### REQUEST
Can you set down every line of the entries below word for word, leaving out the pictures?

### MATERIAL FOR THIS EXERCISE
════════
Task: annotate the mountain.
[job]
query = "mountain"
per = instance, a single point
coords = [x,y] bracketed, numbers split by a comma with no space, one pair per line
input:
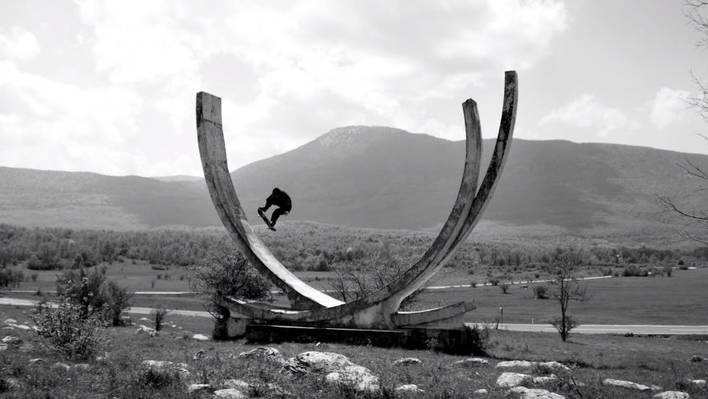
[382,178]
════════
### OUTPUT FOR THIS TASK
Task: annotate the mountain.
[job]
query = "mountain"
per = instance, a single point
coords = [x,y] bracketed, numbers split by a comma with no space, one pair per line
input:
[382,178]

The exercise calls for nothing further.